> WRITTEN PROBLEM A: Return the portion of the Snow Bros. article that runs from "- Developer: Toaplan" up to and including "Series: Snow Bros.", reproducing its wording unchanged.
> WRITTEN PROBLEM B: Resume the article on the Snow Bros. video game, picking up after its final sentence.

> PASSAGE SHOWN:

- Developer: Toaplan
- Publishers: Toaplan ArcadeJP/EU: Toaplan; NA: Romstar; Game BoyJP: Naxat Soft; NA/EU: Capcom; NESNA/PAL: Capcom; JP: Toaplan; Mega Drive Tengen iOS, Android ISAC Entertainment;
- Composer: Osamu Ōta
- Series: Snow Bros.
- Platforms: Arcade, Game Boy, NES, Mega Drive, Android, iOS
- Release: April 1990 ArcadeJP: April 1990; NA: May 1990; EU: 1990; Game BoyJP: 24 May 1991; NA: January 1992; EU: 1992; NESNA: November 1991; JP: December 1991; EU: 1991; Mega DriveJP: 28 May 1993; iOS, AndroidWW: 2012; ;
- Genre: Platform
- Modes: Single-player, multiplayer

= Snow Bros. =

1990 video game

 is a 1990 platform video game developed and published by Toaplan for Japanese arcades; it was distributed by Romstar in North America and Europe. Players control snowman twins Nick and Tom as they travel through 50 stages, using snowballs as weapons while navigating obstacles and battling monsters in order to rescue the princesses Puripuri and Puchipuchi. The game was later ported to multiple platforms, each one by different third-party developers and featuring several changes or additions. Versions for various microcomputers were in development, but were never officially released.

Snow Bros. was met with mostly positive reception from critics and players alike, earning an award from Gamest magazine and gaining a cult following since its initial release. In 1994, a sequel titled Snow Bros. 2: With New Elves was released by Hanafram, serving as the last game by Toaplan prior to their closure. The rights to Snow Bros. are currently owned by Tatsujin, a Japanese company formed by Masahiro Yuge. A modernized version of the game, titled Snow Bros Special, was developed by CRT Games and published by Daewon Media Game Lab and Clear River Games for Nintendo Switch, and was released in May 2022. A third installment in the series, Snow Bros. Wonderland, was released in 2024.

Records in a dataset:
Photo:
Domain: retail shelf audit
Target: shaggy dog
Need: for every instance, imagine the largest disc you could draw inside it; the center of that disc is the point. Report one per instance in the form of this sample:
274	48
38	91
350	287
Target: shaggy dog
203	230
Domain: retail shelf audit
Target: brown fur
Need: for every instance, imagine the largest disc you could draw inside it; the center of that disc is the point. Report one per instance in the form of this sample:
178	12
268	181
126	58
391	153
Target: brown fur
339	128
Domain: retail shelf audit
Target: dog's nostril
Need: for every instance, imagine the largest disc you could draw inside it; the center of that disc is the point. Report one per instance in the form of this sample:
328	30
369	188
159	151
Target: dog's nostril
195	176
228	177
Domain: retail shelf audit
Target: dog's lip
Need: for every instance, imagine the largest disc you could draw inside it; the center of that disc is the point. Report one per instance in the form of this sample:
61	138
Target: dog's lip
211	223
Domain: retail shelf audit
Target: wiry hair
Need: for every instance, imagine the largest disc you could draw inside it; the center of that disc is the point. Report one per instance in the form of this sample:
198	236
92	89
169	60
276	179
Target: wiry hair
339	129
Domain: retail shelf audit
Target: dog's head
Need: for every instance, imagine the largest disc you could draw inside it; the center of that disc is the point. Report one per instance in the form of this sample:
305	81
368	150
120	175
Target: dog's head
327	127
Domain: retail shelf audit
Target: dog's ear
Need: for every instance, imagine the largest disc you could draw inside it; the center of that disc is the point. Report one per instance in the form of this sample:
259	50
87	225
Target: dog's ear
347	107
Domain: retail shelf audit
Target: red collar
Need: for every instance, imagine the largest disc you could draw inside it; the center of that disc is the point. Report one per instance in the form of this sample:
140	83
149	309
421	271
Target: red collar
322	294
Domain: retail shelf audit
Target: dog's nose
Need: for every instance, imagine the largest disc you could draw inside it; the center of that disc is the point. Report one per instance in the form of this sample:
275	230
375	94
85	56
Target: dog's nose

> TASK OUTPUT A:
- Developer: Toaplan
- Publishers: Toaplan ArcadeJP/EU: Toaplan; NA: Romstar; Game BoyJP: Naxat Soft; NA/EU: Capcom; NESNA/PAL: Capcom; JP: Toaplan; Mega Drive Tengen iOS, Android ISAC Entertainment;
- Composer: Osamu Ōta
- Series: Snow Bros.

> TASK OUTPUT B:
== Gameplay ==

Arcade version screenshot

Snow Bros. is a platform game reminiscent of Bubble Bobble and Tumblepop, where players assume the role of snowmen twins Nick (wearing blue overalls) and Tom (wearing red overalls) through 50 increasingly difficult stages, each with a boss at every tenth stage that must be fought before progressing any further, in an effort to rescue twin princesses Puripuri and Puchipuchi from captivity as the main objective. The plot summary of Snow Bros. varies between each region and version. In the NES port, King Scorch cursed princes Nick and Tom by turning them into snowmen, while he also captured the princess twins Teri and Tina, leading the brothers to defeat the king to save their land.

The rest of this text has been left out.